Some 9,300 Volkswagen diesels have been driving around the state over the years, spewing an extra 600 tons of nitrogen oxides into the air.
That contributes to ground-level ozone, which can exacerbate respiratory conditions like asthma and COPD.
Now, Minnesota has a chance to eliminate 600 tons of NOx through the federal government's settlement with Volkswagen over its emissions scandal.
The state is set to receive nearly $47 million to mitigate the pollution Volkswagen diesel vehicles wrongfully emitted.
Here's what you need to know about the settlement:
How can the money be spent?
Most of the money must be spent on making diesel vehicles run cleaner or converting diesel vehicles to run on electricity, natural gas or propane, which would dramatically reduce nitrogen oxide emissions.
States have to tell a federally appointed trustee how they intend to spend the money before the money starts flowing. That process could take many months. Besides mitigating pollution from diesel vehicles, 15 percent of the sum can be spent on electric vehicle infrastructure.
How much pollution can you prevent with $47 million?
Minnesota Pollution Control Agency officials are confident they will be able to go beyond the 600 tons of nitrogen oxide required by the settlement. They'll do that by asking businesses and local governments if they'd be willing to share the cost of converting diesel fleet vehicles to natural gas, propane or electricity. It's a complicated calculation.
It costs a lot of money for a brand-new electric truck or bus. But if your company was planning to replace its fleet soon anyway, this is a way to upgrade to something cleaner and tap some public money to make the switch.
Another part of the calculation is how much money could be saved over time on fuel and maintenance.
Electric vehicles are said to be cheaper to maintain, for instance. On the other hand, if a company is looking to replace its entire fleet of diesel trucks for electric ones, state officials would weigh the emissions per dollar saved compared to replacing a giant, dirty diesel engine like a locomotive or tugboat.
Besides getting the most emissions reductions for its dollars, what else is the state considering?
The settlement requires spending decisions to consider environmental justice factors.
For instance, if one proposal called for replacing a fleet of diesel vehicles operating in the outer suburbs and a similar proposal called for replacing a fleet of vehicles operating in a low-income community of color in the urban core, the latter project would likely get the funding.

#### APPLY WHAT YOU READ:
**a.** List every question that serves as a heading in the article on Minnesota's share of the Volkswagen settlement.
**b.** Write the next part of the article on Minnesota's share of the Volkswagen settlement, picking up after its final sentence.

#### SOURCE INFORMATION:
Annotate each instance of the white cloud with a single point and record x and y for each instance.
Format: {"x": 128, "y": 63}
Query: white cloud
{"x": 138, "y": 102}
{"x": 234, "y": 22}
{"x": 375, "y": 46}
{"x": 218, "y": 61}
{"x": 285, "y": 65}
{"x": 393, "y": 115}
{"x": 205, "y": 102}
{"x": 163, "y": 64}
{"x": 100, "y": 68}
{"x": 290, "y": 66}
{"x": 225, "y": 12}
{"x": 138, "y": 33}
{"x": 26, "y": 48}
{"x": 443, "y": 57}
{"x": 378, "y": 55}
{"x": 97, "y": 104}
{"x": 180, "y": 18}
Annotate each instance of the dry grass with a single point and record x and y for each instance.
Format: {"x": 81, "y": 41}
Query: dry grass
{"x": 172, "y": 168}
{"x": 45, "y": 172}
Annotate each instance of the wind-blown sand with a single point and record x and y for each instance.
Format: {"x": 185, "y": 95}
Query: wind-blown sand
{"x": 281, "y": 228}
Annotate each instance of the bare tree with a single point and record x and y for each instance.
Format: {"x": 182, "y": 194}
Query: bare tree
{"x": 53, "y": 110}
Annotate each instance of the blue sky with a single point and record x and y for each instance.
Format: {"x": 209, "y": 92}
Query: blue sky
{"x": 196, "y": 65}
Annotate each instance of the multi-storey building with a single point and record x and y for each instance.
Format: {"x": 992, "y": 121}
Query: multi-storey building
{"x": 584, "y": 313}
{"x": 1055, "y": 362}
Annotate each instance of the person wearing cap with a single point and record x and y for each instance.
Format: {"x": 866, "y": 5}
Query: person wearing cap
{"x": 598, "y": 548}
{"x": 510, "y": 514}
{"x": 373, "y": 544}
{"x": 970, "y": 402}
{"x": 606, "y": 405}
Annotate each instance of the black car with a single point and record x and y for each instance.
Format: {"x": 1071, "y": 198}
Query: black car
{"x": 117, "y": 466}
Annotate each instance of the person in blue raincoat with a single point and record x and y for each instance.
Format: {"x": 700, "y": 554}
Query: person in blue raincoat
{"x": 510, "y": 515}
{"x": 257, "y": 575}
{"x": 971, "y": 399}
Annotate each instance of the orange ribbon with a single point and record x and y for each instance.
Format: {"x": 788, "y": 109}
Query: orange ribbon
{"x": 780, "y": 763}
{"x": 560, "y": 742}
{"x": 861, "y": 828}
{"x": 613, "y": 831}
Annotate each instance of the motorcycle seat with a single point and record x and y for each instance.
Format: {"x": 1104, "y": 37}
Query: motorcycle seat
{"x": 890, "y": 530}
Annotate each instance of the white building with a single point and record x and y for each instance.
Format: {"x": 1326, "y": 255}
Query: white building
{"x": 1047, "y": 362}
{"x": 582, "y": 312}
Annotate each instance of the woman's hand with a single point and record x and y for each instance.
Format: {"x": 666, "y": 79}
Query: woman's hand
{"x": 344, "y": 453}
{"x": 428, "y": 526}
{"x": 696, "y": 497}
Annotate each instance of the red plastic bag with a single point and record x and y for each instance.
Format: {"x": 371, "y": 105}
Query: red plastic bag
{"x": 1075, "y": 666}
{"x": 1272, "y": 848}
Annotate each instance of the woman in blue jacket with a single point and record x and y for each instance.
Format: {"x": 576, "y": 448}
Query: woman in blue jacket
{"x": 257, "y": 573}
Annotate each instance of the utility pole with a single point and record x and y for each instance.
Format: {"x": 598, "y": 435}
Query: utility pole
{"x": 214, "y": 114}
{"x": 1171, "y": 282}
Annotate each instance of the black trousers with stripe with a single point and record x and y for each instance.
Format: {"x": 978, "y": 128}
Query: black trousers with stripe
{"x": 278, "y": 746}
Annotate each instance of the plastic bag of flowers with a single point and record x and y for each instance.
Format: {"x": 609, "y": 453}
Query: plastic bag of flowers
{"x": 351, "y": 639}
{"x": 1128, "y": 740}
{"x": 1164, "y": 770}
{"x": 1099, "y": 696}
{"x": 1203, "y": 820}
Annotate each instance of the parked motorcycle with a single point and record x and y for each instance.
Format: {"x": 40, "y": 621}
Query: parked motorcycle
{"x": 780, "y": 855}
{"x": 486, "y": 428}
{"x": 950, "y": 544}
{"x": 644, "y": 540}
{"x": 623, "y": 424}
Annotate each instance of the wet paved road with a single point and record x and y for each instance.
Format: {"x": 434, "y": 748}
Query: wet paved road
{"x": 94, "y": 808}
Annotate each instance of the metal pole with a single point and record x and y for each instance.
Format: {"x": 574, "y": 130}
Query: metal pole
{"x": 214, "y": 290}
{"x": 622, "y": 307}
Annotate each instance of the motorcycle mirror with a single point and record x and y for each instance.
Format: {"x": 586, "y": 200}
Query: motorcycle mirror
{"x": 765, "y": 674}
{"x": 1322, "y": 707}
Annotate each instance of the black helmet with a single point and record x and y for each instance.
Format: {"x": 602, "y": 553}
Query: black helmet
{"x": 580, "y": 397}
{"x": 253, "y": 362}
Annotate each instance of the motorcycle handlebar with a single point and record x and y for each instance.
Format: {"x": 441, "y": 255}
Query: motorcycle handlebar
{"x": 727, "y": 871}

#### ANSWERS TO THE EXERCISE:
**a.**
How can the money be spent?
How much pollution can you prevent with $47 million?
Besides getting the most emissions reductions for its dollars, what else is the state considering?

**b.**
Air pollution has been shown to disproportionately affect certain communities, and health disparities can exacerbate those circumstances. For example, a ZIP code that includes a large part of north Minneapolis, a low-income community of color, has the highest asthma hospitalization rate in the state, according to the Minnesota Department of Health.
I own a VW diesel car. Can I get money from the state?
No. The state's portion of the settlement is actually just a small part of a giant sum negotiated by the federal government. The bulk of that is going to VW car owners to trade their cars in or get them fixed.
Could the Legislature get involved in the spending of the state's VW settlement funds?
It could, but there are specific requirements on how the money can be spent, so lawmakers won't be able to use it for the state budget, for instance. MPCA officials are asking anyone with questions or comments about how the money will be distributed to contact them.
Will this settlement help Minnesota address greenhouse gas emissions linked to climate change?
Not directly. Burning gasoline and diesel does release greenhouse gases, but the pollutants at the center of the VW settlement are nitrogen oxides (NOx). But some of the actions supported by the settlement, such as converting diesel vehicles to electric vehicles and adding electric vehicle infrastructure could also help the state reduce greenhouse gases — as long as the electricity being produced to run those vehicles is not carbon-intensive. Transportation emissions are the second largest source of Minnesota's greenhouse gas emissions, and a recent study shows the number of vehicle miles traveled in the state has gone up in recent years.
Editor's note: The settlement allows companies and governments to replace their diesel fleets with electric only for larger vehicles like trucks and buses. A description in an earlier version of this story was unclear on that point.